- [To be done]:
Copy exactly the lines from the one containing "Target: white lab coat" through the last line of the records below, including both, and leave out any pictures.

***

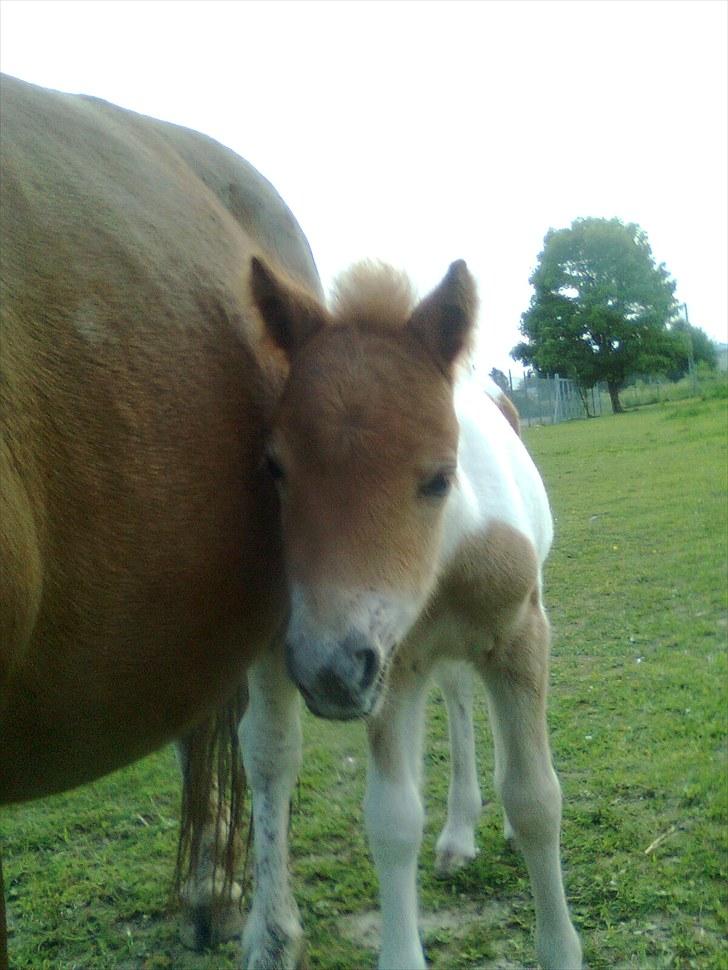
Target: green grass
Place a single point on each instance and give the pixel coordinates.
(636, 587)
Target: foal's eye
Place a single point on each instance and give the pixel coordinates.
(437, 486)
(275, 469)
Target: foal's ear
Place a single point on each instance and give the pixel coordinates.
(445, 320)
(291, 316)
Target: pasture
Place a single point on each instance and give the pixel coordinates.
(636, 587)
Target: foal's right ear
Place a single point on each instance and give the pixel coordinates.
(291, 316)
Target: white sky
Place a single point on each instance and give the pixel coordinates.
(422, 132)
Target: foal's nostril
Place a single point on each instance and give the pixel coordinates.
(368, 663)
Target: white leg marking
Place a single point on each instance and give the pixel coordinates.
(394, 820)
(271, 741)
(456, 844)
(531, 795)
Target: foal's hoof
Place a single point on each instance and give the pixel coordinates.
(275, 952)
(203, 928)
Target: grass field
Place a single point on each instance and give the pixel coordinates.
(637, 590)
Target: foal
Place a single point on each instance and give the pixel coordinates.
(415, 527)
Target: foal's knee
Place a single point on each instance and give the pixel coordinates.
(395, 819)
(533, 809)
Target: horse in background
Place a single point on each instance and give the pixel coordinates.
(415, 528)
(140, 555)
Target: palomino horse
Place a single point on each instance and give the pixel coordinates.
(415, 527)
(140, 558)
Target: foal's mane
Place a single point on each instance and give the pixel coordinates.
(373, 295)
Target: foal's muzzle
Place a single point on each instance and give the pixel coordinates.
(339, 681)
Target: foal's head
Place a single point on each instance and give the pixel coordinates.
(364, 452)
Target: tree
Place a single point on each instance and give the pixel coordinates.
(600, 309)
(499, 378)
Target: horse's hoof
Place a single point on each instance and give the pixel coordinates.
(203, 929)
(276, 952)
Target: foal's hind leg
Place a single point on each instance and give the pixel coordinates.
(456, 844)
(271, 738)
(515, 676)
(395, 816)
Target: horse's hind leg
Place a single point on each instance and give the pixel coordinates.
(271, 738)
(395, 816)
(456, 844)
(210, 849)
(515, 676)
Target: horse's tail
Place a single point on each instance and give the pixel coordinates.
(213, 797)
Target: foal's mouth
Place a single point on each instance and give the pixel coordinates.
(335, 712)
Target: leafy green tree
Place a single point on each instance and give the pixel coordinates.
(600, 309)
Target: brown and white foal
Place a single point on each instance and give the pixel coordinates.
(415, 527)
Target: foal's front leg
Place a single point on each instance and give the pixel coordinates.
(525, 779)
(271, 740)
(395, 816)
(456, 844)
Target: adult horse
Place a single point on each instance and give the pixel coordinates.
(139, 546)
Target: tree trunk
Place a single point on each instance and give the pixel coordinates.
(614, 397)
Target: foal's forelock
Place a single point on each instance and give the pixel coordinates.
(364, 450)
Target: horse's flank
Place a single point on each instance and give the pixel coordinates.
(139, 552)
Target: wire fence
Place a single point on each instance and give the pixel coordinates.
(550, 400)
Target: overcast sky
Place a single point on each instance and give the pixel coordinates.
(422, 132)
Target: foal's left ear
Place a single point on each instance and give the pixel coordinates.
(445, 320)
(291, 315)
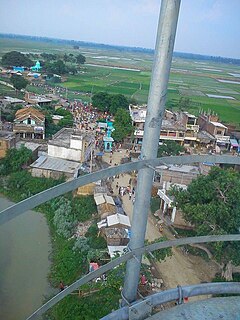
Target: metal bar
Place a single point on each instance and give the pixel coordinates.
(175, 295)
(44, 196)
(155, 111)
(95, 274)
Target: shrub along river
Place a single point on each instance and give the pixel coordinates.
(24, 264)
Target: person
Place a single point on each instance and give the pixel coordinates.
(61, 286)
(143, 279)
(130, 194)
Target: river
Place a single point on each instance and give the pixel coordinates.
(24, 264)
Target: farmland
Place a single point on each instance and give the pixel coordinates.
(108, 70)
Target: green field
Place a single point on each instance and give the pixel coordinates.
(189, 78)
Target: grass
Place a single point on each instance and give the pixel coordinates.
(188, 77)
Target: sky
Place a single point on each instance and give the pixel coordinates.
(209, 27)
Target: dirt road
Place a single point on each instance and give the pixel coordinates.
(179, 269)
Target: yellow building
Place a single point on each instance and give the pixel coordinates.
(7, 141)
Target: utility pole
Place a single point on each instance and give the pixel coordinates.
(155, 112)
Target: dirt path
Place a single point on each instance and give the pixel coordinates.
(179, 269)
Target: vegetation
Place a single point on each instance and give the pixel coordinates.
(80, 59)
(162, 254)
(211, 203)
(57, 67)
(122, 124)
(170, 148)
(109, 102)
(155, 204)
(14, 160)
(15, 58)
(19, 82)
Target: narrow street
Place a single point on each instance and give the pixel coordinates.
(179, 269)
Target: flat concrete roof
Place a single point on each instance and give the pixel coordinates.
(63, 136)
(118, 219)
(6, 135)
(56, 164)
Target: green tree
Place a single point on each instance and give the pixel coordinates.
(122, 124)
(15, 58)
(15, 159)
(211, 203)
(170, 148)
(80, 59)
(101, 101)
(57, 67)
(19, 82)
(184, 103)
(118, 101)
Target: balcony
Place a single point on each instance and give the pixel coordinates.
(222, 139)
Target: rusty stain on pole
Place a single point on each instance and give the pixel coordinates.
(155, 111)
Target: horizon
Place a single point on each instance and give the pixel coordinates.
(206, 27)
(108, 44)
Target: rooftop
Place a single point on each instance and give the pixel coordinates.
(103, 198)
(29, 112)
(6, 135)
(56, 164)
(63, 136)
(12, 100)
(218, 124)
(117, 218)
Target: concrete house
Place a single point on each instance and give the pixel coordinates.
(71, 145)
(7, 141)
(29, 123)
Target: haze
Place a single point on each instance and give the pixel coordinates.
(205, 26)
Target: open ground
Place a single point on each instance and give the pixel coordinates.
(108, 70)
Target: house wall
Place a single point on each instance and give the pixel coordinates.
(64, 153)
(3, 148)
(37, 172)
(5, 145)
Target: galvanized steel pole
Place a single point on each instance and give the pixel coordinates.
(155, 111)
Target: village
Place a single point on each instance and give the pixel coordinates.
(88, 146)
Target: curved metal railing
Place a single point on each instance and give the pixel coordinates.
(44, 196)
(143, 309)
(152, 247)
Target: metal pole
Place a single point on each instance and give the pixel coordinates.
(156, 106)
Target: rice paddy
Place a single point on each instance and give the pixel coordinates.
(209, 85)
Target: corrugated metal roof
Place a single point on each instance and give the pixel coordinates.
(99, 199)
(114, 250)
(118, 219)
(56, 164)
(109, 200)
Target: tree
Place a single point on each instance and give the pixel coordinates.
(106, 102)
(80, 59)
(15, 58)
(118, 101)
(184, 103)
(19, 82)
(170, 148)
(15, 159)
(57, 67)
(211, 203)
(122, 124)
(101, 101)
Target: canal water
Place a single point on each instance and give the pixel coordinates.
(24, 264)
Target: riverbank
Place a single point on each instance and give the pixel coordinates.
(68, 261)
(25, 246)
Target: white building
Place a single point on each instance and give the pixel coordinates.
(71, 145)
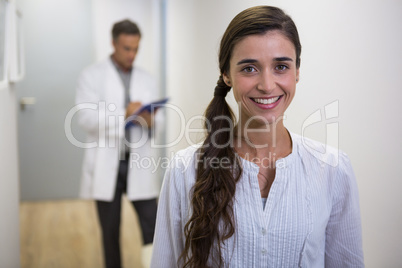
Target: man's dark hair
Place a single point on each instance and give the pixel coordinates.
(125, 27)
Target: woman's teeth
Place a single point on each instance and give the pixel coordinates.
(266, 101)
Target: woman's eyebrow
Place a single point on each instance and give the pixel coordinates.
(246, 61)
(254, 61)
(283, 59)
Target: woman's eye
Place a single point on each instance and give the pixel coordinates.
(281, 67)
(249, 69)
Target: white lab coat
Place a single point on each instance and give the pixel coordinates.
(100, 94)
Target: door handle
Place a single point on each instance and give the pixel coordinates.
(27, 101)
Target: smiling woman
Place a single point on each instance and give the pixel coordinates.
(253, 195)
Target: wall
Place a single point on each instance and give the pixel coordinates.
(351, 56)
(145, 13)
(9, 185)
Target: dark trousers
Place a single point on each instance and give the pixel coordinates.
(109, 214)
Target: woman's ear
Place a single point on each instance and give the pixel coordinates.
(226, 79)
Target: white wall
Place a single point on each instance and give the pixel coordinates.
(9, 185)
(147, 16)
(351, 54)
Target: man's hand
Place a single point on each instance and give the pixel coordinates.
(132, 107)
(146, 117)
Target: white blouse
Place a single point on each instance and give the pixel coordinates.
(311, 217)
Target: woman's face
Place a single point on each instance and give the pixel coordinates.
(263, 76)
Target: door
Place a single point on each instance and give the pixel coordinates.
(58, 45)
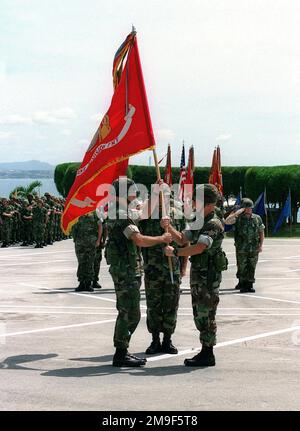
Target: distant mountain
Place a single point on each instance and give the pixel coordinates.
(30, 165)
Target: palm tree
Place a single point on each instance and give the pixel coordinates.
(23, 192)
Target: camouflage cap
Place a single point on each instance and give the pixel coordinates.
(247, 203)
(122, 186)
(210, 192)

***

- [Expected answer]:
Target: white lab coat
Place a single point on each instance and give the pixel coordinates.
(100, 94)
Target: door handle
Place a single point on each instance and give the pixel coordinates.
(27, 101)
Target: smiling woman
Place a single point on each instance and give the pixel coordinates.
(253, 195)
Target: wall
Place a single point on each instance and give the pixel coordinates.
(351, 56)
(145, 13)
(9, 185)
Target: dark trousers
Place a single point on each instance and give the pixel coordinates.
(109, 214)
Target: woman's ear
Place a single point on each instance and give the pixel coordinates.
(226, 79)
Target: white wall
Place a single point on each instance and give the pixel coordinates.
(9, 185)
(147, 16)
(351, 54)
Target: man's hand
Place a single point on each instance and give the pixel coordinates.
(132, 107)
(146, 117)
Target: white blouse
Place a single point on each instance and give the pixel coordinates.
(311, 217)
Target: woman's face
Place a single point on each instance and give the pixel coordinates.
(263, 76)
Target: door
Place a single point on each instance and give the pixel coordinates.
(58, 45)
Target: distant mountain
Place a single point on each instance and give the pixel coordinates.
(30, 165)
Target: palm tree
Place a single point on each instance and give the pixel coordinates.
(23, 192)
Target: camouflage cap
Place a single point on each instance and give the pixel coordinates.
(247, 203)
(122, 186)
(210, 192)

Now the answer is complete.